Это известно мне на собственном опыте. Большие специализированные рынки центра Лондона – фруктово-овощной в Ковент-Гардене, рыбный Биллинсгейт у реки и мясной Смитфилд – действовали на своих исторических местах, когда я был студентом в 1960-х. Сегодня Смитфилд пока еще не сменил своего местоположения, но и Ковент-Гарден, и Биллинсгейт переместились из городского центра туда, где земля дешевле, а транспортная ситуация лучше. Продукты в супермаркеты Лондона (как и других городов) теперь доставляют преимущественно по ночам на огромных грузовиках, прибывающих из никому не известных дальних краев.
Скот, который когда-то приходил на рынок на своих четырех, а потом перевозился по железной дороге, теперь забивают тоже где-то далеко, и ежедневные потребности мясных лавок и ресторанов в свежем мясе удовлетворяют туши, доставленные в рефрижераторах. Основная масса современных городских жителей обитает в тысячах миль от тех мест, которые ее кормят. В городских условиях у нас больше нет эмоциональной связи с источниками нашего пропитания, но при этом производство и продажа пищи все равно влияют на нашу жизнь. Кэролин сформулировала очень кратко и точно: «Те жизненно важные виды деятельности, которые были наиболее очевидными в доиндустриальном городе, теперь стали практически невидимы».
Возможно, самое удивительное в том, что эти огромные культурные перемены свершились относительно быстро. Адам Смит считал, что сельское хозяйство составляет основу богатства нации, но и он признавал, что для постоянного движения вперед необходимо взаимодействие села с городом. «В каждом развитом обществе главный товарообмен происходит между городскими и сельскими жителями. ‹…›{291} Деревня снабжает город предметами продовольствия и материалами для переработки. Город оплачивает это снабжение тем, что отсылает часть готовых изделий жителям деревни. ‹…› Выгоды их обоюдны и взаимно обусловлены…» – писал Смит в «Богатстве народов». Но всего лишь через год после публикации этого труда, в 1777-м, в «Полном справочнике фермера», из которого я взял эпиграф для этой главы, было подробно описано, как сельская жизнь в Англии отрывается от своих древних аграрных корней.
Веком ранее английский парламент высказался за огораживание общинных земель, и их место заняли прямоугольники частных владений, которые сегодня мы воспринимаем как типичный британский пейзаж. Совершенствование методов земледелия позволило повысить урожаи, так как на открытые поля попадало больше солнечного света. Но это было только начало. С открытием ископаемого топлива и возможностей его использования в значительной мере снизилась традиционная зависимость от годичного органического цикла. Параллельно, благодаря людям вроде членов Лунного общества, шел вперед научно-технический прогресс. Механизация и система каналов, использующаяся для транспорта грузов, улучшили сельскохозяйственное производство и распределение продукции. А когда к середине XIX в. в стране появились паровозы и протяженная сеть железных дорог, близость места производства к месту потребления очень быстро перестала иметь принципиально важное значение.

+ + + +

### Поставленная задача 1
Продублируйте фрагмент исходного текста: начните со слов «Это известно мне» и остановитесь после слов «известных дальних краев.».
Исходный текст и строки взяты из разных источников.

+ + + +

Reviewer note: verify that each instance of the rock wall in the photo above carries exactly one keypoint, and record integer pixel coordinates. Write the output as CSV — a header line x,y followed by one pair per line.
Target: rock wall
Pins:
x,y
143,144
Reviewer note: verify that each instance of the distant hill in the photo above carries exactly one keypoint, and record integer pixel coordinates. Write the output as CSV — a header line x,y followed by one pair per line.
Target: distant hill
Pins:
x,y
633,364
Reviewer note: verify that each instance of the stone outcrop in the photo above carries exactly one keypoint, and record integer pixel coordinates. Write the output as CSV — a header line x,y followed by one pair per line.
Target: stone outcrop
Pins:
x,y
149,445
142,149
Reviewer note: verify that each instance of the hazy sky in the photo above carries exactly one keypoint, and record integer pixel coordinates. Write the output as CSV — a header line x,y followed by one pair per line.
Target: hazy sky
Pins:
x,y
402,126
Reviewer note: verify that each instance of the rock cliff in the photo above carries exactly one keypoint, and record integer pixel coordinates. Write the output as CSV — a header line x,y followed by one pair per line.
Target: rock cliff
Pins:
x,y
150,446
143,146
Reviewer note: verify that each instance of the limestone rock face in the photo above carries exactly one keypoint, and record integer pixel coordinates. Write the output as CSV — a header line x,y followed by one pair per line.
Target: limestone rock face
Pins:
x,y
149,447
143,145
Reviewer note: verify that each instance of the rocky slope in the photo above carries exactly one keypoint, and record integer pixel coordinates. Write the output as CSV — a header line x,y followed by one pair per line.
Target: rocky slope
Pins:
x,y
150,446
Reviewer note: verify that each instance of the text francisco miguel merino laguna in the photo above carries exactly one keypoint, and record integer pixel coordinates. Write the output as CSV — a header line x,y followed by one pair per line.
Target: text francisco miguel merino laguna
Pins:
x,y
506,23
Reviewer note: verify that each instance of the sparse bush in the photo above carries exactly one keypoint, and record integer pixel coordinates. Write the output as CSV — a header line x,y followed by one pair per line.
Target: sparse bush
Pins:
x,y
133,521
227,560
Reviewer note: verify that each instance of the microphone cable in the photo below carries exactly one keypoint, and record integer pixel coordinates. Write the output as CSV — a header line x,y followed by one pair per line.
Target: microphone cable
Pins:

+ + + +

### Поставленная задача 2
Переименуйте «microphone cable» в «audio cable» в строках, начиная со строки, где есть «Reviewer note: verify that each instance of the microphone», и до конца строк. Выведите только эти строки, больше ничего в них не меняя.

### Ответ 1
Это известно мне на собственном опыте. Большие специализированные рынки центра Лондона – фруктово-овощной в Ковент-Гардене, рыбный Биллинсгейт у реки и мясной Смитфилд – действовали на своих исторических местах, когда я был студентом в 1960-х. Сегодня Смитфилд пока еще не сменил своего местоположения, но и Ковент-Гарден, и Биллинсгейт переместились из городского центра туда, где земля дешевле, а транспортная ситуация лучше. Продукты в супермаркеты Лондона (как и других городов) теперь доставляют преимущественно по ночам на огромных грузовиках, прибывающих из никому не известных дальних краев.

### Ответ 2
Reviewer note: verify that each instance of the audio cable in the photo below carries exactly one keypoint, and record integer pixel coordinates. Write the output as CSV — a header line x,y followed by one pair per line.
Target: audio cable
Pins:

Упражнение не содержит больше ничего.